◆ DESCRIPTION OF THE TASK
Rescale the listing below, starting at the line with "For the test set, locate each instance of the patterned" and continuing through its final line, both included. Give these lines again, with the requests, but multiply every pixel coordinate in the answers by 0.45 and round each to a whole number, with halves rounded up.
======== RECORDED INFORMATION ========
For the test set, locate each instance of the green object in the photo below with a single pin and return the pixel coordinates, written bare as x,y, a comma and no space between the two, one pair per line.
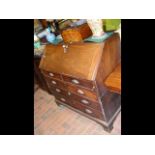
99,39
111,24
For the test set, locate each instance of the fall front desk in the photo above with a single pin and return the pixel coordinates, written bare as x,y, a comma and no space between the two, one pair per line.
75,74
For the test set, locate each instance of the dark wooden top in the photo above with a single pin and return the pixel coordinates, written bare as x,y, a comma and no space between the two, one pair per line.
113,81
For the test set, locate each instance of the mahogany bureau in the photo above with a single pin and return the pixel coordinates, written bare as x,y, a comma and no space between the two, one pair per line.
75,75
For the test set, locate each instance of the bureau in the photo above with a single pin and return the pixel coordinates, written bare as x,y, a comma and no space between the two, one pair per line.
75,75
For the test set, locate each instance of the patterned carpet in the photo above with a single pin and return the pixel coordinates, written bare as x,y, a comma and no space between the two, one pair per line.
49,119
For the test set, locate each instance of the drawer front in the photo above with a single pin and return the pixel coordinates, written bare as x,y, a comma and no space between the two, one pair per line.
51,75
87,110
82,92
87,102
84,83
55,83
64,99
57,91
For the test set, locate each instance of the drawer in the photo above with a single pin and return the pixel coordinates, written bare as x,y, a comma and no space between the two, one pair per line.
87,102
51,75
87,110
81,82
55,83
63,98
58,91
82,92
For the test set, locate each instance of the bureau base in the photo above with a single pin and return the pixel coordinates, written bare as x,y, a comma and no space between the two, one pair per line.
108,126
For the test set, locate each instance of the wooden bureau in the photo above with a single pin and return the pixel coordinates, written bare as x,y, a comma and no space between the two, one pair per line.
========
◆ EXPECTED ANSWER
For the test set, locate each instance of the patterned carpet in the photo above with a single pin and return the pixel coordinates, written bare as x,y, a comma and no space between the two, one pair per line.
22,54
For the test set, locate each instance of the drawer front in the photo above with a single pin and return the pixel coordinates, written bare as x,y, a comma and no space between the two, one pair per line.
23,34
39,50
37,41
39,46
38,37
25,37
29,45
26,41
For the test set, locate each instance of the drawer in the photo above with a single pin and return the pixel coordinates, written bare as x,y, a comma and no space between the two, one pair per line.
39,46
23,34
39,50
36,37
25,37
28,44
26,41
37,41
For the test set, locate each instance of the bureau base in the photo above with a single pin and return the pixel coordinates, written bare as x,y, a comma and no space between the two, one pair per line.
49,57
For the test set, locate each instance of the wooden bureau in the photo above with a single pin and return the pixel coordinates, written bare as x,y, a comma and no space between the two, one pair per line.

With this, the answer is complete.